/---

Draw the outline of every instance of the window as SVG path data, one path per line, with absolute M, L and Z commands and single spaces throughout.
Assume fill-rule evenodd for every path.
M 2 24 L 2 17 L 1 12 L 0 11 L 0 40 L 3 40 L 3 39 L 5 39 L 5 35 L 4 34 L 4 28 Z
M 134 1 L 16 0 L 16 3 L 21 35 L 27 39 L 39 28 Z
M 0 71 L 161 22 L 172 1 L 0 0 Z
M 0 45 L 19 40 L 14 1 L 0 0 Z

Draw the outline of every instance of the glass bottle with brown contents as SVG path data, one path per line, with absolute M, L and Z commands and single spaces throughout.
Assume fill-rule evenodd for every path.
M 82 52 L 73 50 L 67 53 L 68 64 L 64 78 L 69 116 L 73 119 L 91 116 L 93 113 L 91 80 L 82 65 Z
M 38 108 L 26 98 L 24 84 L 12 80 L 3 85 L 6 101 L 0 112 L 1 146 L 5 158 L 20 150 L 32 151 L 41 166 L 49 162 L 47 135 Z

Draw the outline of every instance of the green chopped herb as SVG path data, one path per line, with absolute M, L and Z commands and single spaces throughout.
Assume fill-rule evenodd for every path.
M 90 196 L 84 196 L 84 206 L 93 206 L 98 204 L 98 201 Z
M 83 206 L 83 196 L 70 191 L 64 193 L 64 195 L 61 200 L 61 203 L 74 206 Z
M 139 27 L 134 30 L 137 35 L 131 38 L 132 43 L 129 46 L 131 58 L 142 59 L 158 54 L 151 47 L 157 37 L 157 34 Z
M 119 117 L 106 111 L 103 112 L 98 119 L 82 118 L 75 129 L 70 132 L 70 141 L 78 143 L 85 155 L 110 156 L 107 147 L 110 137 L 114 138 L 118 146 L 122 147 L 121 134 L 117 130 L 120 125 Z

\---

GIVEN TASK:
Shift every coordinate in the answers by adding -28, and write out again, requests included, the stretch from the line containing "Draw the outline of every instance of the green" through the line containing "M 139 27 L 134", with both of those lines included.

EXERCISE ANSWER:
Draw the outline of every instance of the green chopped herb as SVG path data, one path per line, with absolute M, L and Z commands and single spaces throughout.
Assume fill-rule evenodd for every path.
M 62 168 L 56 168 L 56 178 L 65 178 L 70 176 L 70 173 Z
M 55 178 L 55 168 L 42 163 L 36 165 L 36 167 L 33 172 L 33 175 L 46 178 Z
M 111 -1 L 106 2 L 109 7 L 103 10 L 104 15 L 101 18 L 103 30 L 114 31 L 130 26 L 123 19 L 129 9 L 129 6 Z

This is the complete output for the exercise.